» **Selected text**
- - - -
Robot helps kids with cerebral palsy build muscle control

J.B. McWhorter, 12, doesn't seem to mind hanging out with a slightly bossy, round-eyed robot.

The Dacula, Georgia middle schooler has cerebral palsy, or CP, a movement disorder that makes it hard for him to control his arms and legs. But, if McWhorter doesn't practice moving his muscles they will stiffen.

"So, we just need as much therapy as we can," says J.B's mother, Lacey McWhorter.

That's where the robot comes in.

He's been programmed to be kind of movement coach, to talk JB through his physical therapy sessions at home.

Georgia State University Associate Professor Yu-Ping Chen, who is expert in physical therapy, says movement is really important for people with CP.

To develop better muscle control and stronger motor skills, Chen says, children with CP need to repeat the same movements hundreds if not thousands of times.

It's like working out, she says.

Adults know if they want to get stronger and better at a sport, they have to put in the time and practice.

"But for kids, it's boring," says Chen. "It's really boring, to repeatedly to do the exercises again and again and again. Nobody wants to do it."

The robot serves as a coach and companion to J.B.

"So that's what you need, to have something to encourage him, to motivate him to do it," says Chen.

The robot has been programmed by Ayanna Howard, a professor of robotics at the Georgia Institute of Technology, to help children like JB improve their motor skills and muscle control.

"He's kinds of serves as a playmate, plays with the child," says Ping. "So, (he) gives the child some kind of encouragement. Gives him some direction, how to move faster, better. So a robot tells him, 'J.B., good job!' He feels happy, he feels excited, he feels motivated."

J.B.'s mother says it's made his at-home physical therapy exercises easier.

"I like it because I don't have to tell him what to do," she says. "It's kind of like a game for him."

The robot is a bit work in progress, with kinks that need working out.

But the GSU/GA Tech researchers hope to give thousands of kids like J.B. a better, more fun way to build their motor skills and muscle-control.

"I think nowadays, the kids (like J.B) are high-tech," says Ping. "He knows the technology. So if you have a robot instead of a therapist, or instead of mom or daddy, talking to him instead of saying, 'JB, you have to do it!' There's no way."

But, J-B seems to like his robot/coach/cheerleader just fine.
- - - -
» **Dataset**
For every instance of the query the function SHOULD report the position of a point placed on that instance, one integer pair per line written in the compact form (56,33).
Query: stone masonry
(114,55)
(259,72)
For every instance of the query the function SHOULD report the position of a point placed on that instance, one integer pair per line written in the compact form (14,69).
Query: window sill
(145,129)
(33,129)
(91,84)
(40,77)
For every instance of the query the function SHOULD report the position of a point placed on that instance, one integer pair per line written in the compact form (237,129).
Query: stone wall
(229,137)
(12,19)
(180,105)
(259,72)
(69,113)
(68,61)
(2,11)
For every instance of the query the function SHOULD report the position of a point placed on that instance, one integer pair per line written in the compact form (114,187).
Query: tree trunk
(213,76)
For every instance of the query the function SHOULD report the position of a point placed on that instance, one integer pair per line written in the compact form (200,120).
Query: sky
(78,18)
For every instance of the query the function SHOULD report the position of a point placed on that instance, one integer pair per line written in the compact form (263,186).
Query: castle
- - - -
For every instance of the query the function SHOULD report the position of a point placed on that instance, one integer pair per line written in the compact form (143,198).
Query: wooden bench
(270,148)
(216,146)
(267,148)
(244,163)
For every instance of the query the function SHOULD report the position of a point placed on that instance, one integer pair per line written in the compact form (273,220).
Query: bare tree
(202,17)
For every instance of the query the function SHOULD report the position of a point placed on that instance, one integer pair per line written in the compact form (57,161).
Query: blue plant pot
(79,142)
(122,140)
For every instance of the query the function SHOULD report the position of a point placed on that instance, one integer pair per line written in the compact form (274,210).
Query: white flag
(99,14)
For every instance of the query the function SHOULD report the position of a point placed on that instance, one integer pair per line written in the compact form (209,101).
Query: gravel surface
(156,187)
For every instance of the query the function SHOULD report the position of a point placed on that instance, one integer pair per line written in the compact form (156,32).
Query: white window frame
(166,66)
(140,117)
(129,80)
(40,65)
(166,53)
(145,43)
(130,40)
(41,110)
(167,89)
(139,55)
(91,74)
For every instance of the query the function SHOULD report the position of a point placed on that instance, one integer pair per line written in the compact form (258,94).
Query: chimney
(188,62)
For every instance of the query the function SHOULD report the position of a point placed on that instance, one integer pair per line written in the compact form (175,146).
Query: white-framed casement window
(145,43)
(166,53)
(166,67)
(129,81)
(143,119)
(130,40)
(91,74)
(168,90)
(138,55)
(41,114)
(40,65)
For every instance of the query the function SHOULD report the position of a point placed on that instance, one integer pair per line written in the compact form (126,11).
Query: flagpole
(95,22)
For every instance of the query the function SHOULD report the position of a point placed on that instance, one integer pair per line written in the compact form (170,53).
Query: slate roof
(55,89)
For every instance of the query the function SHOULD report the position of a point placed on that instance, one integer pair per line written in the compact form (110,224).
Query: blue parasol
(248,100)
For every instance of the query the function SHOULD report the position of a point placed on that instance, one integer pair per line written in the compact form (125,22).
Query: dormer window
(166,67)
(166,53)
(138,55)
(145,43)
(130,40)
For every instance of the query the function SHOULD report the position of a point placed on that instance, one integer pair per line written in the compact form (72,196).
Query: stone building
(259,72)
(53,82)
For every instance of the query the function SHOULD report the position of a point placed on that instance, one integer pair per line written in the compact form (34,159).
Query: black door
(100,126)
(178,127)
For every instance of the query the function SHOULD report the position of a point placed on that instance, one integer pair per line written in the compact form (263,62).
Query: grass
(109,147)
- - - -
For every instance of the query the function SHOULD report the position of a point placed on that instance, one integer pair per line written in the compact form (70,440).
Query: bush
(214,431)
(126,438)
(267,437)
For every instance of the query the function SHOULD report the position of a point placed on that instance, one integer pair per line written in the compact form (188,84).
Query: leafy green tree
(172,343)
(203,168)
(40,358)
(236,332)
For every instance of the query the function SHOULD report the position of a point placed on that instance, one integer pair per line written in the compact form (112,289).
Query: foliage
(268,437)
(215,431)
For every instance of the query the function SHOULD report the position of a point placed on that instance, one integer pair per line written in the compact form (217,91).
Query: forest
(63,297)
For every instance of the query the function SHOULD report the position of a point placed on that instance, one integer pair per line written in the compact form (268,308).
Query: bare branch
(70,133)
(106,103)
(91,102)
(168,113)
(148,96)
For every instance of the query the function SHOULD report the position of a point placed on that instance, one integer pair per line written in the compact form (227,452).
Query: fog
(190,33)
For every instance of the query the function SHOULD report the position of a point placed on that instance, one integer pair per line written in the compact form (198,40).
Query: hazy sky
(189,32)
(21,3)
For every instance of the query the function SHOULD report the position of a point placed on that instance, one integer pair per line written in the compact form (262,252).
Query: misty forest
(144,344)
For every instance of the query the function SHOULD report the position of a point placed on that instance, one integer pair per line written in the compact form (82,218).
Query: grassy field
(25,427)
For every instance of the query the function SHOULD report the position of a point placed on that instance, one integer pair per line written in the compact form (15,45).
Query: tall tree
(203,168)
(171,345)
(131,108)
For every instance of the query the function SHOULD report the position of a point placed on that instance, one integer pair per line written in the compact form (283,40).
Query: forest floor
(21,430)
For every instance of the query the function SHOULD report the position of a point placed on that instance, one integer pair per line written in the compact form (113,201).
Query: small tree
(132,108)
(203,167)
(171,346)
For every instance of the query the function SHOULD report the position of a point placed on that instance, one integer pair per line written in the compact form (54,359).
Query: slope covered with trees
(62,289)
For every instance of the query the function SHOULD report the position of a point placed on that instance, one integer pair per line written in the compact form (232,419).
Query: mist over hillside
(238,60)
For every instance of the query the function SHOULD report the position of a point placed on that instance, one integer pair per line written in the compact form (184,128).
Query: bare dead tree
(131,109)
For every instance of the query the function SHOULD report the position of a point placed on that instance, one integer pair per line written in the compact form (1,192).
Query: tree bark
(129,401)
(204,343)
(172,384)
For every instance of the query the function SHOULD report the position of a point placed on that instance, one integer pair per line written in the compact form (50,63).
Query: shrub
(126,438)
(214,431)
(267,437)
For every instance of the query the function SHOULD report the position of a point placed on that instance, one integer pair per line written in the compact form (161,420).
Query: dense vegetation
- - - -
Copy word for word the part of the robot article that begins with the words "The Dacula, Georgia" and ends with "thousands of times.". Use only the robot article for this, not the listing.

» **Answer space**
The Dacula, Georgia middle schooler has cerebral palsy, or CP, a movement disorder that makes it hard for him to control his arms and legs. But, if McWhorter doesn't practice moving his muscles they will stiffen.

"So, we just need as much therapy as we can," says J.B's mother, Lacey McWhorter.

That's where the robot comes in.

He's been programmed to be kind of movement coach, to talk JB through his physical therapy sessions at home.

Georgia State University Associate Professor Yu-Ping Chen, who is expert in physical therapy, says movement is really important for people with CP.

To develop better muscle control and stronger motor skills, Chen says, children with CP need to repeat the same movements hundreds if not thousands of times.